By Kinsee Morlan.

Dana Springs is stepping down as the executive director of the Commission for Arts and Culture, a city agency that funds local arts nonprofits and directs the city’s public art program.

Springs, who’s worked at the commission for 18 years and was appointed director in 2014, announced her resignation at Friday’s monthly meeting with arts commissioners, community volunteers who advise Springs and her staff.

“One of my goals as the director,” Springs said, pausing as she broke down in tears, “was to transform our department into something that could never be trivialized. She added, “I couldn’t be more proud of that tenure.”

Springs did not give a reason for her departure but said she will remain on staff through March. She didn’t immediately respond to a request for an interview.

Kris Michell, the city’s new chief operating officer, said finding a qualified candidate to replace Springs will be a top priority.

“My commitment is to make sure we start working on this tonight, immediately, to find a replacement for Dana, who can’t be replaced,” Michell said.

## Task instructions:
(1) According to the article, how many years has Dana Springs worked at the Commission for Arts and Culture?
(2) Summarize the article in two sentences.
(3) Turn the paragraph in the article that begins "Springs, who's worked at the commission" into a bulleted list of its main facts.
The entries after the article are separate material, unrelated to it.

## Given data:
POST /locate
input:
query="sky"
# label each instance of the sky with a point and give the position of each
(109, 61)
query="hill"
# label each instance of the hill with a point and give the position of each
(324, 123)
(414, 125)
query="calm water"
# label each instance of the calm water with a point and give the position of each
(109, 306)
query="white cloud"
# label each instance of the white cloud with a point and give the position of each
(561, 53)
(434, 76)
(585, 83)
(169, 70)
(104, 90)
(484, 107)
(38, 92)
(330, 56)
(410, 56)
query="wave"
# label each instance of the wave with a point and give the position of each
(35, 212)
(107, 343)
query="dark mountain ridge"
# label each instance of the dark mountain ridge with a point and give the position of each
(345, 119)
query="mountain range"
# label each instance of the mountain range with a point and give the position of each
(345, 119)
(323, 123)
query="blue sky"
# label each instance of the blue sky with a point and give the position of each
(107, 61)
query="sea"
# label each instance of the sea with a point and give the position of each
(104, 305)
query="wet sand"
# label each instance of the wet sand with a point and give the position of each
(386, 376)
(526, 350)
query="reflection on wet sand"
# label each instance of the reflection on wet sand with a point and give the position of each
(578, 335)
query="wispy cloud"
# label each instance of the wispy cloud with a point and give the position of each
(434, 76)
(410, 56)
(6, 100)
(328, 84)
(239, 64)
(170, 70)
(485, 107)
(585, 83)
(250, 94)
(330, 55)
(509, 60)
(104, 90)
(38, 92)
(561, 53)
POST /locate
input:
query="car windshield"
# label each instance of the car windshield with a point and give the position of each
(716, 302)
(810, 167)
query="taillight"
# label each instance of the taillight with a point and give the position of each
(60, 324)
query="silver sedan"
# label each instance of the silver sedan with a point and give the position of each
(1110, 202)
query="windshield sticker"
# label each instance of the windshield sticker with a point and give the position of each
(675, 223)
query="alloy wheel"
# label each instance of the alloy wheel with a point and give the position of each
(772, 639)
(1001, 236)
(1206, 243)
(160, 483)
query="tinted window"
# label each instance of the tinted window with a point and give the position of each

## Correct answers:
(1) Dana Springs has worked at the commission for 18 years.

(2) Dana Springs, who was appointed executive director of the Commission for Arts and Culture in 2014, announced her resignation at a monthly meeting, without giving a reason, and will remain on staff through March. Kris Michell, the city's new chief operating officer, said finding a qualified replacement will be a top priority.

(3)
- Springs has worked at the commission for 18 years.
- She was appointed director in 2014.
- She announced her resignation at Friday's monthly meeting with arts commissioners.
- The arts commissioners are community volunteers who advise Springs and her staff.